Rows from a box labeling dataset:
%%

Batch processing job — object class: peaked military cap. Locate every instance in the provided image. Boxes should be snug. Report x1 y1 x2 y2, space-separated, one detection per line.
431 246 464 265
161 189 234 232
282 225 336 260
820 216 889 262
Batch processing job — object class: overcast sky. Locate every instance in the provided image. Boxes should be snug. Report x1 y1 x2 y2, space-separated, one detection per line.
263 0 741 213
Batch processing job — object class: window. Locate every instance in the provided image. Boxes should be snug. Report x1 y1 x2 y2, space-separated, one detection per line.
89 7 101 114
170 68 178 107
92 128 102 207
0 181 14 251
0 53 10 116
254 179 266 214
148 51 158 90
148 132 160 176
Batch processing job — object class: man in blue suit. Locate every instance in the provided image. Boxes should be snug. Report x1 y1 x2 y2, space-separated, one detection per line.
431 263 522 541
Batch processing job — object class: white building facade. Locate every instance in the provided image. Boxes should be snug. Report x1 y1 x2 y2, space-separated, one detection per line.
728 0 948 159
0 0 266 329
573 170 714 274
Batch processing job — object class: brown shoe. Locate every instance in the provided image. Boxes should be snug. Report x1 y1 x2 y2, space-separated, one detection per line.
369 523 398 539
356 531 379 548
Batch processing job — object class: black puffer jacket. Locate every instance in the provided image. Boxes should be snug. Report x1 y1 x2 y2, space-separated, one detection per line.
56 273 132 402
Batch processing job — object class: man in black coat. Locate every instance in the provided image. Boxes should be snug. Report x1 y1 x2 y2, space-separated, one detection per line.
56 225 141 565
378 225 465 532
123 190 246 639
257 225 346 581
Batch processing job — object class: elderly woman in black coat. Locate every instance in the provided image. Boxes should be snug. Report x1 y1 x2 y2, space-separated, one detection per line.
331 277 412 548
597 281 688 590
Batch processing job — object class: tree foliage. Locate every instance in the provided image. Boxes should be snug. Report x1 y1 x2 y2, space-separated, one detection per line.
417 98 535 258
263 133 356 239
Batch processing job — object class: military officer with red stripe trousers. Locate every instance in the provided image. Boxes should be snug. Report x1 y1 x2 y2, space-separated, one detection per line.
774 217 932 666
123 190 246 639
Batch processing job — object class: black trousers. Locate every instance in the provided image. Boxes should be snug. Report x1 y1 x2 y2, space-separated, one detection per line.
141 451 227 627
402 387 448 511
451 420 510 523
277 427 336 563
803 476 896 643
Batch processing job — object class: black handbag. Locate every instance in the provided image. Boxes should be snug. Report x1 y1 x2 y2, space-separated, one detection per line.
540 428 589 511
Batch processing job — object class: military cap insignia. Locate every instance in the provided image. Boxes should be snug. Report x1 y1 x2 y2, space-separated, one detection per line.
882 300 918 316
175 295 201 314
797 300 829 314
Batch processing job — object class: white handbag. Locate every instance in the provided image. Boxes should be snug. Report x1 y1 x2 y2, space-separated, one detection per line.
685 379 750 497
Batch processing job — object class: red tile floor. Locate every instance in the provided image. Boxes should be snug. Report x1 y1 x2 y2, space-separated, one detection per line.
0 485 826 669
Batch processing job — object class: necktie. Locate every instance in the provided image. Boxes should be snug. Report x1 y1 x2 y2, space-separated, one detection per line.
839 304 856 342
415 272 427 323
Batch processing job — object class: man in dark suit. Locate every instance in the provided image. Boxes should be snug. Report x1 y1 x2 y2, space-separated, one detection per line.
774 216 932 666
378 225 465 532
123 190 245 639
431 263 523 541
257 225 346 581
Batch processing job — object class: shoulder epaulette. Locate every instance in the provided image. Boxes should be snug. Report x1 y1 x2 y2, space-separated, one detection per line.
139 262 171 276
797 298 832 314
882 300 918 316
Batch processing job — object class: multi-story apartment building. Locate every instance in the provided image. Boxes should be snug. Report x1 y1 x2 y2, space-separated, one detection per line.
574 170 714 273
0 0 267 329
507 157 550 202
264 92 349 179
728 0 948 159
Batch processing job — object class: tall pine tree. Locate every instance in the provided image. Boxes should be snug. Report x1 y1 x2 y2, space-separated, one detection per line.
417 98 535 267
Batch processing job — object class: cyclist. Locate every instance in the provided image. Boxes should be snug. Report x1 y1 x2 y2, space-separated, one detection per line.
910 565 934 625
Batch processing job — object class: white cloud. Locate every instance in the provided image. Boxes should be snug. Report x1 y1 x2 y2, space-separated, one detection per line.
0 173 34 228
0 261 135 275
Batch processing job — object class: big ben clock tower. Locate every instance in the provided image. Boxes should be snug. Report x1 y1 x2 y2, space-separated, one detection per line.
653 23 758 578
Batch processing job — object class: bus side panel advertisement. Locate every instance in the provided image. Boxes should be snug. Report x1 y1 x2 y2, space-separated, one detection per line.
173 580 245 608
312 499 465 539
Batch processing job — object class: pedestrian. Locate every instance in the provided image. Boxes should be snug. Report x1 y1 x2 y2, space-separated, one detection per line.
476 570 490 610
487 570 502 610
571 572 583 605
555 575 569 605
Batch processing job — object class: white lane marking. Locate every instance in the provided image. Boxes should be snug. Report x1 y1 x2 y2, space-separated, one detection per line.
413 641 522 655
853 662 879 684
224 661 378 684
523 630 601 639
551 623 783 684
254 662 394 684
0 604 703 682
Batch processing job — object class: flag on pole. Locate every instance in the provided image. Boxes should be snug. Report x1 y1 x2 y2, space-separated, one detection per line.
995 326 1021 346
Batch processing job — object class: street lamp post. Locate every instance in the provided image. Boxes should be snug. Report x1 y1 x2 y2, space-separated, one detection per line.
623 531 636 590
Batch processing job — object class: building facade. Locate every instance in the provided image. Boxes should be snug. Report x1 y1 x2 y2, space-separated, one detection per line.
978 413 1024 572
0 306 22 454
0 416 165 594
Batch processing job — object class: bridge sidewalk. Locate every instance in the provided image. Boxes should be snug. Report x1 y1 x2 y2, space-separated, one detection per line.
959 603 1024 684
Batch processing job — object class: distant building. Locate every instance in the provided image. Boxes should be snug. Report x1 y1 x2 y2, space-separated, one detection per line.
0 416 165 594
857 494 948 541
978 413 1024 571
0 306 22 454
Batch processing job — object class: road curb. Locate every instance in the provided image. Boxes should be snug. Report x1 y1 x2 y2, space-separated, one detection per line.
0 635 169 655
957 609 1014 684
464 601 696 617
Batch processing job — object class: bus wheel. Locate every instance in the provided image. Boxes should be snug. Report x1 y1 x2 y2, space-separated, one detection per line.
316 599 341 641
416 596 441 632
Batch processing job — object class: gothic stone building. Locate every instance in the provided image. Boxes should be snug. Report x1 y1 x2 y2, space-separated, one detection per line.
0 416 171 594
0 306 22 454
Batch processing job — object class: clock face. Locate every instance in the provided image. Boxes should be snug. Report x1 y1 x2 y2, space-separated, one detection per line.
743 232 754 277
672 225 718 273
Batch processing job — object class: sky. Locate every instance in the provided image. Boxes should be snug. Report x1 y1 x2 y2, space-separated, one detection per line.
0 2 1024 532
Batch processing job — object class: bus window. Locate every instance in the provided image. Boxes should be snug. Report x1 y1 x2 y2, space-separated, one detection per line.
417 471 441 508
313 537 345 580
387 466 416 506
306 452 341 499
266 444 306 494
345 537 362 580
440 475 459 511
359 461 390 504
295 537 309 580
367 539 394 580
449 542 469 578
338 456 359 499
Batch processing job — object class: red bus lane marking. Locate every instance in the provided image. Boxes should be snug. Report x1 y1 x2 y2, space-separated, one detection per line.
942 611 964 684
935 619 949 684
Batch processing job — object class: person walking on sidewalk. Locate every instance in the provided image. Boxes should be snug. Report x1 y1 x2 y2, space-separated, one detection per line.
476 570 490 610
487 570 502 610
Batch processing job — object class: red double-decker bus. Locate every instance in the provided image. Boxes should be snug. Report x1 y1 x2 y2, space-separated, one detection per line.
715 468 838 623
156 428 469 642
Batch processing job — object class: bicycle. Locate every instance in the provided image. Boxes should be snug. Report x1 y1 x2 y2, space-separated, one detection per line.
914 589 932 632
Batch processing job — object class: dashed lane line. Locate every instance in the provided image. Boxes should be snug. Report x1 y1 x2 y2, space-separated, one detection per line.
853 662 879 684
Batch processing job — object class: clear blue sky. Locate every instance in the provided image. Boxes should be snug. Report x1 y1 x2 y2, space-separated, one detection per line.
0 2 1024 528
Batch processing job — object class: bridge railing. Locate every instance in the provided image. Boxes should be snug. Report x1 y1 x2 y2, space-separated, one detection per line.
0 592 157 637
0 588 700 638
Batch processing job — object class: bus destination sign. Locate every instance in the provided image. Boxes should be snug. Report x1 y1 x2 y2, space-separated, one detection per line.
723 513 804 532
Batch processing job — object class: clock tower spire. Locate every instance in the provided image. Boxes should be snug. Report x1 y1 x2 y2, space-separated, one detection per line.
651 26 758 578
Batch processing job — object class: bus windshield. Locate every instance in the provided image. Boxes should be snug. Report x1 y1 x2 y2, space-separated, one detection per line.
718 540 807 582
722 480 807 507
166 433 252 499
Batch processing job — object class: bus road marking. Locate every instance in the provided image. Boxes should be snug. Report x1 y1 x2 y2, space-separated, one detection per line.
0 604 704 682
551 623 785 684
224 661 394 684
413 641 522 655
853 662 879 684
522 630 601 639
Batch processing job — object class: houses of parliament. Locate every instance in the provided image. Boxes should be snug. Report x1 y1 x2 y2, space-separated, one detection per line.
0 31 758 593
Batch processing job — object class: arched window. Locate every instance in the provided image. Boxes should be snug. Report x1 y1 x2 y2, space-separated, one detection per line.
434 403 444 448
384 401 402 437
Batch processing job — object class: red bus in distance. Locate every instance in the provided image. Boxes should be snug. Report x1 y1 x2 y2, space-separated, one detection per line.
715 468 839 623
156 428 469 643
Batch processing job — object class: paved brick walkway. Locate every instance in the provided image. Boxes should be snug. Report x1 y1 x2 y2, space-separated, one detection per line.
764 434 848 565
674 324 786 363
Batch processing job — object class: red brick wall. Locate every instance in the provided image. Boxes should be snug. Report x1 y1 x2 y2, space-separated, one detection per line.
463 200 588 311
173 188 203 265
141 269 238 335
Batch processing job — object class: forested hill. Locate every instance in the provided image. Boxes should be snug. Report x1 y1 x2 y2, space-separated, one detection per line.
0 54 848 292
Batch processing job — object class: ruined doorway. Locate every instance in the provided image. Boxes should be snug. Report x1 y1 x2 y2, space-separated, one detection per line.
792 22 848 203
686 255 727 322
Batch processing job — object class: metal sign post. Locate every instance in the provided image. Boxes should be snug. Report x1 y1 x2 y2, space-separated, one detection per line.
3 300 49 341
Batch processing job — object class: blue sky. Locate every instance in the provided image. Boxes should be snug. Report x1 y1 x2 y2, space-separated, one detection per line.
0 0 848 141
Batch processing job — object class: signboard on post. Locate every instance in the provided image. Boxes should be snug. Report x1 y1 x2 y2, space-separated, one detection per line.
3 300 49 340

%%

THE PROBLEM:
Copy out the stretch from the line containing "Batch processing job — object class: military officer" through the line containing "803 476 896 643", including both of those lines.

CORRECT ANSWER:
Batch processing job — object class: military officer with red stripe trousers. Locate every instance in the provided image. Boxes should be snug. Report x1 y1 x2 y2, space-separated, one detection per line.
774 217 932 666
123 190 246 639
Batch processing job — object class: black trousers. Locate every instance in the provided image. Boxes should be snug. Report x1 y1 x2 y2, space-separated, one detection per line.
141 451 227 627
402 387 448 511
451 420 510 523
277 427 336 563
803 476 896 643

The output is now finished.